К тому же в центре помещен не Митя Шагин, а "митек настоящий". Т.е. Митя преобразованный? Усовершенствованный до идеала?
Ибо, конечно, предлагать Митю в качестве образца для массового молодежного движения, и тем более для всего человечества стало невозможно, так как с ним произошло нечто, в понятие "дембель" не укладывающееся. К нему пришла уже "слава настоящая", сравнимая со славой рок-звезды. И Митя раздулся, - а даже милое существо, раздувшись, выглядит чудовищем.
Настоящая слава всегда серьезно меняет дело. Если вначале митьки объявили, что принимают всех и со всеми братаются, хоть с милиционером, хоть со Змеем Горынычем, то ведь ясно, что знаменитый человек такую программу выполнить не может, каким бы запасом добродушия ни обладал. К тому же само качество знаменитости совершит отбор людей, которые к знаменитому приближаются. Приближаются, если без серьезной надобности, люди беспардонные. Хотя, что касается Мити, то беспардонность будет ограничена (справедливо наказана) его требованием подать на бедность. А мы в это время так обеднели, что не под силу стало подавать мировой знаменитости.
В оправдание митькам скажу: они, конечно, не разбогатели. Люди, которые без спонсоров шагу ступить не могут, - небогатые люди, даже если у кого-то из них в этот момент и завелась в кармане тысяча-другая долларов. Но мы еще не научились отличать обладание пособием по безработице от владения недвижимостью.

▶ _Задание 1_
Повторите дословно строки перечня ниже: начните с самой первой строки перечня и остановитесь после строки, в которой стоит «413, 475, 470, 547», включив ее.

▶ _Записи из набора данных для разметки_
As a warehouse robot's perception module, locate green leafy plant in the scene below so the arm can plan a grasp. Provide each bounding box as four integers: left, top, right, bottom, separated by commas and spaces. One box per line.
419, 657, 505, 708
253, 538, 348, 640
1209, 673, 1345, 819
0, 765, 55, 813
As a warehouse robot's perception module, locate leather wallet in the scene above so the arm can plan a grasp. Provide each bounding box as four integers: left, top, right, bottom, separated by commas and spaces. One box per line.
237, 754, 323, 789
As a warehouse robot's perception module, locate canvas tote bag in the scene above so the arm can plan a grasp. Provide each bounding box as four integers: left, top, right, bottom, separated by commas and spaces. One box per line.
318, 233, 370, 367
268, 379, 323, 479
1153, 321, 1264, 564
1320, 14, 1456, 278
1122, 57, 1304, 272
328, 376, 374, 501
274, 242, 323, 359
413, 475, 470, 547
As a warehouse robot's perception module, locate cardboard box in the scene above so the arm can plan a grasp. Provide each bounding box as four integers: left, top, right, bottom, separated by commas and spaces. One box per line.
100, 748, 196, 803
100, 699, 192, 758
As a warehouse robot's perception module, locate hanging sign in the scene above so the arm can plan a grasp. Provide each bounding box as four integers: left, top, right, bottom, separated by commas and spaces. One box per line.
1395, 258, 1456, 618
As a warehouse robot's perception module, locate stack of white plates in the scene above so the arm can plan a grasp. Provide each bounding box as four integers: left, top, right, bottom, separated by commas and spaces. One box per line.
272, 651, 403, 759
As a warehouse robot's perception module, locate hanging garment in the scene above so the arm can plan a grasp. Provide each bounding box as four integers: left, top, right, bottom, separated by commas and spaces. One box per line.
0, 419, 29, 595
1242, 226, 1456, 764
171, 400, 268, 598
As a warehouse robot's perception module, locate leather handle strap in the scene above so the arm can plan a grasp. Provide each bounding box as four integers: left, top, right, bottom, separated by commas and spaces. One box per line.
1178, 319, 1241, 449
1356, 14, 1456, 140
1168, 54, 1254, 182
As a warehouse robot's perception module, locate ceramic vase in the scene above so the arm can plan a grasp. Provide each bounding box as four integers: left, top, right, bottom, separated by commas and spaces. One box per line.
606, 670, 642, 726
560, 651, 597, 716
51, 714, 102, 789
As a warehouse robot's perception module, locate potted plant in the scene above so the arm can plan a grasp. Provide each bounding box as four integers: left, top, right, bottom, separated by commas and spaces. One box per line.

▶ _Задание 2_
Подхватите текст о митьках и славе Мити Шагина и напишите его продолжение, начиная сразу после последней фразы.

▶ _Письменный ответ 1_
As a warehouse robot's perception module, locate green leafy plant in the scene below so the arm can plan a grasp. Provide each bounding box as four integers: left, top, right, bottom, separated by commas and spaces. One box per line.
419, 657, 505, 708
253, 538, 348, 640
1209, 673, 1345, 819
0, 765, 55, 813
As a warehouse robot's perception module, locate leather wallet in the scene above so the arm can plan a grasp. Provide each bounding box as four integers: left, top, right, bottom, separated by commas and spaces. One box per line.
237, 754, 323, 789
As a warehouse robot's perception module, locate canvas tote bag in the scene above so the arm can plan a grasp. Provide each bounding box as four integers: left, top, right, bottom, separated by commas and spaces. One box per line.
318, 233, 370, 367
268, 379, 323, 479
1153, 321, 1264, 564
1320, 14, 1456, 278
1122, 57, 1304, 272
328, 376, 374, 501
274, 242, 323, 359
413, 475, 470, 547

▶ _Письменный ответ 2_
И все же, так или иначе, игра стала приносить доход. Игра стала предприятием. ("Прельститель", 1995.)
25. Не согласен я с Любой
"Знай, что ты - мироздание в миниатюре, и что в тебе и Солнце, и Луна, и все звезды", - говорил Ориген. Эту мысль более или менее изящно выражали за много веков до Оригена (Демокрит: "Человек - это малый мир, микрокосм"), много веков спустя (Лейбниц: "Каждая монада есть отражение универсума"). Сухо и прекрасно сказал о. Павел Флоренский: "Человек - сокращенный конспект мироздания".
Митьки - это маленькая действующая модель человеческого общества, сокращенный конспект нашей страны. Вот чем интересна история движения. Это микрокосм, по которому изучается макрокосм, - а иначе на что мне подробно расписывать "Конец митьков"?
Любовь Гуревич, тонкий вроде бы человек, пишет мрачно и грациозно, а смысла "Митьков" видеть не хочет: "В. Шинкарев, тихо развлекаясь в своей котельной, описал приятеля". Ладно, буду повторять как попугай: Люба, не об этом книга; ты что, не замечаешь, что описание Мити есть средство для описания движения митьков, сознательной героической стратегии? Люба с иронией, в скобках, допускает более общее (и правильное) значение: "...смысл жизни постигается через глубокое погружение в малое - ну почему бы не через игру в митьков?"
Тут дело в том, что Люба в разборе митьковских полетов игнорирует то, что можно назвать идеологией. Даже самые поверхностные корреспонденты эту идеологию сразу ухватывают и пошлым, слащавым образом, но передают, а Люба (из добрых чувств ко мне) якобы не замечает.
"Я бы на него за это всерьез рассердилась, - если б он претендовал на то, чтобы к написанному им относились всерьез". Да, я претендую, уж, видно, так характер у меня испортился, а потому точно по писаному и кончилось: Люба рассердилась всерьез. (Чтобы она не рассердилась бесповоротно - окончание главы, пару страниц, по ее просьбе вычеркиваю.)
26. Собирательство
Для среднестатистического среза нашего общества характерна одна черта, которую раньше как-то неловко было описывать, но пора. Все думал - может, не стоит эксклюзивную Митину особенность всему среднестатистическому срезу приписывать...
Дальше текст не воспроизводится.